*TASK DETAILS:*
Identify every line in the listing that contains the word "white", and copy each of those lines. Matches must have the same uppercase and lowercase letters.

(Dataset excerpts on object pointing)
►
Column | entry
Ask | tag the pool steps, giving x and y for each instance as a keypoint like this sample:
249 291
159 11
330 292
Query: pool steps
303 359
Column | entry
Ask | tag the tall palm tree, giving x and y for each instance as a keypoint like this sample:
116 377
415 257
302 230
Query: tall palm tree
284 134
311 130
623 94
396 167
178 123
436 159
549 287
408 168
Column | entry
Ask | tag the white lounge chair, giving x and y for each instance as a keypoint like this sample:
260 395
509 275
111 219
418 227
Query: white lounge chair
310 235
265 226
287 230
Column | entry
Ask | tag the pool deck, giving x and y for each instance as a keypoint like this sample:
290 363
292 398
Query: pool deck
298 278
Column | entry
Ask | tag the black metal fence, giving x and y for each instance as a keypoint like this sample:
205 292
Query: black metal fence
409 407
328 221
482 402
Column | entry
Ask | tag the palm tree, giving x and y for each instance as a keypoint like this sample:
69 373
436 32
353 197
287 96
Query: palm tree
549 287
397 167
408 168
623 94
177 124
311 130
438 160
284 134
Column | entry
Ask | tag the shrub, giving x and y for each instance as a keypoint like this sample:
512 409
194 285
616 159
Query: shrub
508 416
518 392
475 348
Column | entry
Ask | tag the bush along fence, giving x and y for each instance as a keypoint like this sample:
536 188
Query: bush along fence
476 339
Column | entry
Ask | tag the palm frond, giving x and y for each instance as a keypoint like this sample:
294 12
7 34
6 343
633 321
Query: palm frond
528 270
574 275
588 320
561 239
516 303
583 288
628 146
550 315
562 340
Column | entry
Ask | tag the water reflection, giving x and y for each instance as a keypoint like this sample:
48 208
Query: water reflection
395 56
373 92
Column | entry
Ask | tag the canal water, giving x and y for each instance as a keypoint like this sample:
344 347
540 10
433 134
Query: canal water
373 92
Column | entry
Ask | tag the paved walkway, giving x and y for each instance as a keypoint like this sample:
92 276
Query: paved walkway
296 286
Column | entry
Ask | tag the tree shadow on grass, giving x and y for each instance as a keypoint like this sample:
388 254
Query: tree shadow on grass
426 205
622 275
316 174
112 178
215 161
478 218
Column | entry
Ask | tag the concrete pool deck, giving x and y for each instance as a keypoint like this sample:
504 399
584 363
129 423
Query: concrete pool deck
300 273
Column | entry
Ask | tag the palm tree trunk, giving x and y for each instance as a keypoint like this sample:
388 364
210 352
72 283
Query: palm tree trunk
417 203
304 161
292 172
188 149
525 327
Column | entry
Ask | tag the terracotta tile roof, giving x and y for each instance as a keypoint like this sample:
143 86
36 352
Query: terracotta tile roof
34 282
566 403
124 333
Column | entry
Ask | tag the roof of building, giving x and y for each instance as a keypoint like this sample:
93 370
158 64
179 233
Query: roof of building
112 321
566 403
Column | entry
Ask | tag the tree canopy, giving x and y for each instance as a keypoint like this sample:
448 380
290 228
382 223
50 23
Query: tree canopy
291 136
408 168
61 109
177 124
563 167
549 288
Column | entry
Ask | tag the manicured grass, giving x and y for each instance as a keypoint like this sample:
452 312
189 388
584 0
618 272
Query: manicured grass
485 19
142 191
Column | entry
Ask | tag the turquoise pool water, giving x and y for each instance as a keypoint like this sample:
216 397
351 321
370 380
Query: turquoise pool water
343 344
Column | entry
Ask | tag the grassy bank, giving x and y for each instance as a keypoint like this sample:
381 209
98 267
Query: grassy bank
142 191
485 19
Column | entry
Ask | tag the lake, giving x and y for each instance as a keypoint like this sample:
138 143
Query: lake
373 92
◄
*OUTPUT BELOW:*
Ask | tag the white lounge chair, giving x and y for each instance as a keypoint like this sample:
Query: white lounge chair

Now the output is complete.